■ **Stored data**

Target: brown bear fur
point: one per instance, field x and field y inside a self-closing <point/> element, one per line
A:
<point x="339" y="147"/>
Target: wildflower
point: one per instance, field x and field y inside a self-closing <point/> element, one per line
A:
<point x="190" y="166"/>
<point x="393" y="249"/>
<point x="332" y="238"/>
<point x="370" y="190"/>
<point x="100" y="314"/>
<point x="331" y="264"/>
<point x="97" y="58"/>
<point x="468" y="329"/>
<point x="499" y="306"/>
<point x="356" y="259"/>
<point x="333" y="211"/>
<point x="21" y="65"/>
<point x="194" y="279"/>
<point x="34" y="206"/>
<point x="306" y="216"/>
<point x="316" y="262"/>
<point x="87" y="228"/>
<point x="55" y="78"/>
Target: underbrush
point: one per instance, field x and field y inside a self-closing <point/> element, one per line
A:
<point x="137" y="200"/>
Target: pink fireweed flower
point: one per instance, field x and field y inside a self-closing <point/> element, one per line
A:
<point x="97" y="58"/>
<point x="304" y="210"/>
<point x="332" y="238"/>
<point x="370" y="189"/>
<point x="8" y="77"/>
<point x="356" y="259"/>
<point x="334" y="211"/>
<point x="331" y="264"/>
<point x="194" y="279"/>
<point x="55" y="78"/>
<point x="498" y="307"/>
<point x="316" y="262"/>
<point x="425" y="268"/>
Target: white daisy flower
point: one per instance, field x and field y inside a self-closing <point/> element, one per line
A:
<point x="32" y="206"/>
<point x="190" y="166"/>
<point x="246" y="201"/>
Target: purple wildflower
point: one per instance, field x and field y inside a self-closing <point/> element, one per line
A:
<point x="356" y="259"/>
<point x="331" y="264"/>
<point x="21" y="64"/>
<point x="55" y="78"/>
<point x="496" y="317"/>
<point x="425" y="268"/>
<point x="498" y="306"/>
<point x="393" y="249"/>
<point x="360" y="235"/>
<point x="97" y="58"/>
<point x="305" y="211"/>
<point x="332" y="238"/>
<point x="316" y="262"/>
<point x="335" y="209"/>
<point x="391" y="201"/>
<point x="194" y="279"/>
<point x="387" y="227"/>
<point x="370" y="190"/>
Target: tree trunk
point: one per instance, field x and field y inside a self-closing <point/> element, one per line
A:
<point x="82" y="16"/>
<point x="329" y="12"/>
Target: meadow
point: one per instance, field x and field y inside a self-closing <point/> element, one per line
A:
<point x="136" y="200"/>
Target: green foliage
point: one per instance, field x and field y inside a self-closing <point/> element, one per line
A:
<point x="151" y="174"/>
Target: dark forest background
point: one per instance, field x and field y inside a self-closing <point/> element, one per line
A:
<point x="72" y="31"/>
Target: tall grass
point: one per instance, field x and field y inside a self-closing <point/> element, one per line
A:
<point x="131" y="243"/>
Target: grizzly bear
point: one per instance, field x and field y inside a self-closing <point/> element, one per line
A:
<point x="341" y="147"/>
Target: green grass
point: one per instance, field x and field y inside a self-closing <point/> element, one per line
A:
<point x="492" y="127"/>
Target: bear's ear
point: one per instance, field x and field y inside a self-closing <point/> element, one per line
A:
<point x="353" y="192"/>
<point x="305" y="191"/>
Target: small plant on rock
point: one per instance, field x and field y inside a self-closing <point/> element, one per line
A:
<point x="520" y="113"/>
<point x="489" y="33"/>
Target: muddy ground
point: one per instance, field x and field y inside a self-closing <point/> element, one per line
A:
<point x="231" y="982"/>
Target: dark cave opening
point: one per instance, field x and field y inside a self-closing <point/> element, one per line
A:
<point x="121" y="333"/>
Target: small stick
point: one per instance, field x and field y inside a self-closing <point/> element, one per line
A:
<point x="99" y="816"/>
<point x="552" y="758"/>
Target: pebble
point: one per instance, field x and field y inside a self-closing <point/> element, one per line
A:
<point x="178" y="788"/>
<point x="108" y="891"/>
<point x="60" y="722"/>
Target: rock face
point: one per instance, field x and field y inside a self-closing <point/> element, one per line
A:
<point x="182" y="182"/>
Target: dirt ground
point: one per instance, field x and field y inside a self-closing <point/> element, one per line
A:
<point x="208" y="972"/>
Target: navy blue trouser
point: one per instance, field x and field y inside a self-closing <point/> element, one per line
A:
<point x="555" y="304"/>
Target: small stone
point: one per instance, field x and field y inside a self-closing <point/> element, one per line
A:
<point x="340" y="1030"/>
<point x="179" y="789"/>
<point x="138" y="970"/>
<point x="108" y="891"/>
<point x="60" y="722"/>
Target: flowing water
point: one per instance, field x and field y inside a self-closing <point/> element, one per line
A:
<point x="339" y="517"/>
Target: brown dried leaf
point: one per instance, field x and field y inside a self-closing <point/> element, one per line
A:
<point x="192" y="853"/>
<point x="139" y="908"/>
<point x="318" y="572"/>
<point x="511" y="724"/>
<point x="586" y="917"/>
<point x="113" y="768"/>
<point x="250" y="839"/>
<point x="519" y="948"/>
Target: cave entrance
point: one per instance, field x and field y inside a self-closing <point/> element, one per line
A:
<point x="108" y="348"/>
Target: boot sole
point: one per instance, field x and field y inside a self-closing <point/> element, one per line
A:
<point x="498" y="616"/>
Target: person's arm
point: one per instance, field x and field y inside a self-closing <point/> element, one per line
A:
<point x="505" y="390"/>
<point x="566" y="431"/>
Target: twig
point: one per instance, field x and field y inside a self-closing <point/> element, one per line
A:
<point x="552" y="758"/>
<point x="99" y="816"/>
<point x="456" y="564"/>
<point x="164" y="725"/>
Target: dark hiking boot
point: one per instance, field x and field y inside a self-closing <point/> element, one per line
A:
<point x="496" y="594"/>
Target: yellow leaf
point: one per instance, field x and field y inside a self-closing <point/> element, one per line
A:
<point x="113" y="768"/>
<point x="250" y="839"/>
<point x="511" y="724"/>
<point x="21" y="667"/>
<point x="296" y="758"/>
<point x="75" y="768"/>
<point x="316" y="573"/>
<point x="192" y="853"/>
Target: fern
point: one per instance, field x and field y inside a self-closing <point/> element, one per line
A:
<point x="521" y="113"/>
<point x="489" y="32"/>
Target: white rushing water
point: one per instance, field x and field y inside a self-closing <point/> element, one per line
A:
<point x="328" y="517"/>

■ **Goal**
Rename "Target" to "Label" throughout the entries above, and leave every other part of them as it is.

■ **The output**
Label: brown bear fur
point: one per instance, field x and field y inside a self-closing <point/> element, one per line
A:
<point x="339" y="147"/>
Label: wildflower
point: one per instance, field x and field y inside a self-closing <point/> element, one per line
A:
<point x="190" y="166"/>
<point x="393" y="249"/>
<point x="332" y="238"/>
<point x="370" y="190"/>
<point x="100" y="314"/>
<point x="331" y="264"/>
<point x="97" y="58"/>
<point x="468" y="329"/>
<point x="499" y="306"/>
<point x="356" y="259"/>
<point x="333" y="211"/>
<point x="21" y="65"/>
<point x="194" y="279"/>
<point x="34" y="206"/>
<point x="306" y="216"/>
<point x="316" y="262"/>
<point x="87" y="228"/>
<point x="55" y="78"/>
Label: underbrush
point: one per instance, field x and field y inside a self-closing <point/> element, one per line
A:
<point x="137" y="200"/>
Label: pink fireweed flower
point: one per instance, field x and field y inside a self-closing <point/> element, one per line
A:
<point x="97" y="58"/>
<point x="304" y="210"/>
<point x="332" y="238"/>
<point x="370" y="189"/>
<point x="8" y="77"/>
<point x="356" y="259"/>
<point x="334" y="211"/>
<point x="331" y="264"/>
<point x="194" y="279"/>
<point x="55" y="78"/>
<point x="498" y="307"/>
<point x="316" y="262"/>
<point x="425" y="268"/>
Label: white daisy flower
point: one per instance, field x and field y inside a self-closing <point/> element, one per line
A:
<point x="32" y="206"/>
<point x="190" y="166"/>
<point x="246" y="201"/>
Label: purple wildflower
point: one per instance, field x and field y inside a self-closing <point/> element, one per line
A:
<point x="356" y="259"/>
<point x="331" y="264"/>
<point x="21" y="64"/>
<point x="55" y="78"/>
<point x="496" y="317"/>
<point x="425" y="268"/>
<point x="498" y="306"/>
<point x="393" y="249"/>
<point x="360" y="235"/>
<point x="97" y="58"/>
<point x="305" y="211"/>
<point x="332" y="238"/>
<point x="316" y="262"/>
<point x="335" y="209"/>
<point x="391" y="201"/>
<point x="194" y="279"/>
<point x="387" y="227"/>
<point x="370" y="190"/>
Label: tree trunk
point: one per instance, field x and field y inside a self-closing <point/> element, one per line
A:
<point x="82" y="16"/>
<point x="329" y="12"/>
Label: meadow
point: one per instance, field x and field y inside a self-closing <point/> element, one per line
A:
<point x="136" y="200"/>
Label: green foliage
point: one per instance, field x and field y inside a self-closing <point/> element, one per line
A:
<point x="151" y="174"/>
Label: dark forest background
point: one per instance, field x and field y inside a self-closing <point/> element, one per line
A:
<point x="72" y="31"/>
Label: tall grass
point: one per instance, field x and field y inside a self-closing <point/> element, one per line
A:
<point x="131" y="243"/>
Label: grizzly bear
point: one per instance, field x and field y inside a self-closing <point/> element, one per line
A:
<point x="341" y="147"/>
Label: green grass
point: one per instance, field x and field y inside a self-closing <point/> element, one per line
A:
<point x="492" y="127"/>
Label: bear's ear
point: one per instance, field x and field y inside a self-closing <point/> element, one per line
A:
<point x="353" y="192"/>
<point x="305" y="191"/>
Label: small plant on rock
point: one per instance, field x and field y inside a self-closing <point/> element, one per line
A:
<point x="520" y="113"/>
<point x="489" y="33"/>
Label: muddy ground
point: one per instance, field x and field y inside a self-closing <point/> element, one per line
A:
<point x="231" y="982"/>
Label: dark cave opening
point: one per instance, field x and field y inside a self-closing <point/> element, one per line
A:
<point x="121" y="333"/>
Label: small stick
point: one per instance, field x and field y inside a self-closing <point/> element, one per line
A:
<point x="99" y="816"/>
<point x="552" y="758"/>
Label: pebble
point: one per instance, field x and field y inside a self-closing <point/> element, one per line
A:
<point x="178" y="788"/>
<point x="108" y="891"/>
<point x="60" y="722"/>
Label: rock face
point: one per instance, field x and field y inside a self-closing <point/> element, one per line
A:
<point x="182" y="182"/>
Label: dirt ground
point: one per instance, field x and field y inside a self-closing <point/> element, one per line
A:
<point x="208" y="972"/>
Label: navy blue trouser
point: one per instance, field x and field y inside a self-closing <point/> element, one per line
A:
<point x="555" y="304"/>
Label: small stone
point: one per instance, field x and field y inside a self-closing <point/> element, one per line
A:
<point x="340" y="1030"/>
<point x="179" y="789"/>
<point x="138" y="970"/>
<point x="108" y="891"/>
<point x="60" y="722"/>
Label: flowing water
point: one per instance, field x and field y inside a self-closing <point/> element, one per line
A:
<point x="339" y="517"/>
Label: brown dried leaf
point: one per instance, field x and field y inside a self-closing <point/> element, one per line
A:
<point x="192" y="853"/>
<point x="139" y="908"/>
<point x="318" y="572"/>
<point x="511" y="724"/>
<point x="586" y="917"/>
<point x="113" y="768"/>
<point x="250" y="839"/>
<point x="519" y="948"/>
Label: cave entrance
point: one per instance, field x and field y inside a self-closing <point/> element, one per line
A:
<point x="108" y="348"/>
Label: boot sole
point: one per instance, field x and field y inside a self-closing <point/> element, one per line
A:
<point x="498" y="616"/>
Label: person's arm
point: one per instance, field x and field y inside a self-closing <point/> element, one per line
A:
<point x="505" y="390"/>
<point x="566" y="431"/>
Label: twig
point: one per instance, field x and field y inside a self-closing <point/> element, one per line
A:
<point x="552" y="758"/>
<point x="99" y="816"/>
<point x="456" y="564"/>
<point x="164" y="725"/>
Label: dark hiking boot
point: one per instance, field x and field y inside a self-closing <point/> element, one per line
A:
<point x="496" y="594"/>
Label: yellow leaf
point: one per instance, field x and field y inside a self-closing <point/> element, one per line
A:
<point x="113" y="768"/>
<point x="250" y="839"/>
<point x="511" y="724"/>
<point x="21" y="667"/>
<point x="296" y="758"/>
<point x="75" y="768"/>
<point x="316" y="573"/>
<point x="192" y="853"/>
Label: fern
point: one per instance, field x and field y inside a self-closing <point/> element, one per line
A:
<point x="521" y="113"/>
<point x="489" y="32"/>
Label: white rushing water
point: one per instance, field x and field y inside a self-closing <point/> element, one per line
A:
<point x="328" y="517"/>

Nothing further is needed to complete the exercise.